■ Exercise inputs
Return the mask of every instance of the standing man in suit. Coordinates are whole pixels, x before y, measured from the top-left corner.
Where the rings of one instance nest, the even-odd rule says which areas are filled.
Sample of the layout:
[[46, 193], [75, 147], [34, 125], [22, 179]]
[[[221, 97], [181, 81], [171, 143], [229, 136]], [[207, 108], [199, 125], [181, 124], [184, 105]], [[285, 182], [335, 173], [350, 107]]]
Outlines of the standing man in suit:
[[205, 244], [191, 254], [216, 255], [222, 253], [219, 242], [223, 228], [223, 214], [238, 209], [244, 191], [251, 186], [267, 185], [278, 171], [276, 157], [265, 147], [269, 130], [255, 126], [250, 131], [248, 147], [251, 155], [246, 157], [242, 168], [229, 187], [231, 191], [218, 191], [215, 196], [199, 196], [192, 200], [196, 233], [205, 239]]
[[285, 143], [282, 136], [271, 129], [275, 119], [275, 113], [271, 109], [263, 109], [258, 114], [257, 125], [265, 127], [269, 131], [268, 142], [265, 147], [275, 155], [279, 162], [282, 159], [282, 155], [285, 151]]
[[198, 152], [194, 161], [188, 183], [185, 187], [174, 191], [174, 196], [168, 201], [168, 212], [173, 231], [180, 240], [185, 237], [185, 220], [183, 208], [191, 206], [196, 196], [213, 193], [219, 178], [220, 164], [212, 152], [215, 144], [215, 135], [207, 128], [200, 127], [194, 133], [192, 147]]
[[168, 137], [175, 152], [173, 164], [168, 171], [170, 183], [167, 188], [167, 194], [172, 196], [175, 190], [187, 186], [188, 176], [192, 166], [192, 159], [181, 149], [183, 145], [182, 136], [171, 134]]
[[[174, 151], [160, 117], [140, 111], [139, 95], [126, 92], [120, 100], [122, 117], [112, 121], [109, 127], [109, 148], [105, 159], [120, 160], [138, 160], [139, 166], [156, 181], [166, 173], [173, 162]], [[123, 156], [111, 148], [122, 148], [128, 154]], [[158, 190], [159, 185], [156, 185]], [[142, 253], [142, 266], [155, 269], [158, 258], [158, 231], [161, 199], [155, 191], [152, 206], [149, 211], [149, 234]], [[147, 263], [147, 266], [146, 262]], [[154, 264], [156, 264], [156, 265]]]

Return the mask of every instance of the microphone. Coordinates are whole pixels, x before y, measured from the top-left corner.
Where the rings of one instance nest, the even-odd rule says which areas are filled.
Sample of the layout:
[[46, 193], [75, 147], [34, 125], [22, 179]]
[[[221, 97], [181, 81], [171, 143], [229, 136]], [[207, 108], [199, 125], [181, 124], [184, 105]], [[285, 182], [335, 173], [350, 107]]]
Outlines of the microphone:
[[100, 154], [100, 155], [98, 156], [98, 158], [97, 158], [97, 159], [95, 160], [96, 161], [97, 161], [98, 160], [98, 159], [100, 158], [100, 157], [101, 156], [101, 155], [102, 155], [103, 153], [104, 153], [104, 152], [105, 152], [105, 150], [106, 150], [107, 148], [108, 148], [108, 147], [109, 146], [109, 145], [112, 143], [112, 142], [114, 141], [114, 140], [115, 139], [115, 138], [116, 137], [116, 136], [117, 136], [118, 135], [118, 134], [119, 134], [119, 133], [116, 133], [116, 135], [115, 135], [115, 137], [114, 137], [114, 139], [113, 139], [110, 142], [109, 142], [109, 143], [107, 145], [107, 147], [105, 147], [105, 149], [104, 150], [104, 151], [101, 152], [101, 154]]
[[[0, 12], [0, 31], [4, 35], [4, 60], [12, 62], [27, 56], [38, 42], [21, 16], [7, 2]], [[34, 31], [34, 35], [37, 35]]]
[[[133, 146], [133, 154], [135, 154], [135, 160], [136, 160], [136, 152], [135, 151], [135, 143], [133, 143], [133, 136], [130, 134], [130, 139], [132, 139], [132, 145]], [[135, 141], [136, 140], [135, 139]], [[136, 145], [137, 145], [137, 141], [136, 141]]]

■ Given request
Revise the data by changing "top-left corner" to "upper-left corner" wherever it appears, and leave everything else as it is.

■ Worked answer
Return the mask of every instance of the standing man in suit. Coordinates are whole pixels, x before y, measured from the upper-left corner.
Where the rings of one instance nest, the even-odd rule says which areas are filled.
Sample of the layout:
[[46, 193], [75, 147], [34, 125], [22, 179]]
[[[221, 97], [181, 81], [171, 143], [229, 136]], [[207, 108], [199, 125], [181, 124], [184, 105]], [[285, 182], [335, 173], [350, 107]]]
Outlines of the standing man in suit:
[[205, 244], [191, 254], [216, 255], [222, 253], [219, 242], [223, 228], [223, 214], [238, 209], [244, 191], [251, 186], [267, 185], [278, 171], [276, 157], [265, 147], [269, 130], [255, 126], [250, 131], [248, 147], [251, 155], [246, 157], [242, 168], [229, 187], [231, 191], [218, 191], [215, 196], [199, 196], [192, 200], [196, 233], [205, 239]]
[[285, 143], [282, 136], [271, 129], [275, 119], [275, 113], [271, 109], [263, 109], [258, 114], [257, 125], [265, 127], [269, 131], [268, 142], [265, 147], [275, 155], [279, 162], [282, 159], [282, 155], [285, 151]]
[[198, 152], [194, 161], [188, 183], [185, 187], [174, 191], [174, 196], [168, 201], [168, 212], [173, 231], [180, 240], [185, 237], [185, 220], [183, 208], [191, 206], [196, 196], [213, 193], [219, 178], [220, 164], [212, 152], [215, 144], [215, 135], [207, 128], [200, 127], [194, 133], [192, 147]]
[[168, 137], [175, 152], [173, 164], [168, 171], [170, 183], [167, 188], [167, 194], [172, 196], [175, 190], [187, 186], [188, 176], [192, 166], [192, 159], [181, 149], [183, 145], [182, 136], [171, 134]]
[[[174, 151], [160, 117], [140, 111], [139, 95], [126, 92], [120, 100], [122, 117], [112, 121], [109, 127], [109, 148], [105, 159], [120, 160], [138, 160], [139, 166], [156, 181], [166, 173], [173, 162]], [[123, 156], [111, 148], [122, 148], [128, 154]], [[158, 190], [159, 185], [156, 185]], [[142, 253], [142, 266], [155, 269], [158, 258], [158, 231], [161, 199], [155, 191], [152, 206], [149, 211], [149, 234]], [[147, 263], [147, 266], [146, 262]], [[154, 264], [156, 264], [156, 265]]]

Return the mask of every instance of the microphone. Coordinates are whole pixels, x before y, measured from the upper-left corner.
Where the rings of one instance nest, the even-odd rule says which areas are filled.
Sample of the layout:
[[46, 193], [75, 147], [34, 125], [22, 179]]
[[[221, 97], [181, 81], [171, 143], [229, 136]], [[207, 108], [199, 125], [181, 124], [184, 105]], [[285, 182], [335, 173], [350, 107]]]
Outlines of the microphone:
[[100, 154], [100, 155], [98, 156], [98, 158], [97, 158], [97, 159], [95, 160], [96, 161], [97, 161], [98, 160], [98, 159], [100, 158], [100, 157], [101, 156], [101, 155], [102, 155], [103, 153], [104, 153], [104, 152], [105, 152], [105, 150], [106, 150], [107, 148], [108, 148], [108, 147], [109, 146], [109, 145], [112, 143], [112, 142], [114, 141], [114, 140], [115, 139], [115, 138], [116, 137], [116, 136], [117, 136], [118, 135], [118, 134], [119, 134], [119, 133], [116, 133], [116, 135], [115, 135], [115, 137], [114, 137], [114, 139], [113, 139], [110, 142], [109, 142], [109, 143], [107, 145], [107, 147], [105, 147], [105, 149], [104, 150], [104, 151], [101, 152], [101, 154]]
[[[0, 12], [0, 31], [4, 35], [4, 60], [12, 62], [27, 56], [38, 42], [21, 16], [7, 2]], [[34, 31], [34, 35], [37, 35]]]
[[[133, 146], [133, 154], [135, 154], [135, 160], [136, 160], [136, 152], [135, 151], [135, 143], [133, 143], [133, 136], [130, 134], [130, 139], [132, 139], [132, 145]], [[135, 141], [136, 140], [135, 139]], [[136, 145], [137, 145], [137, 141], [136, 141]]]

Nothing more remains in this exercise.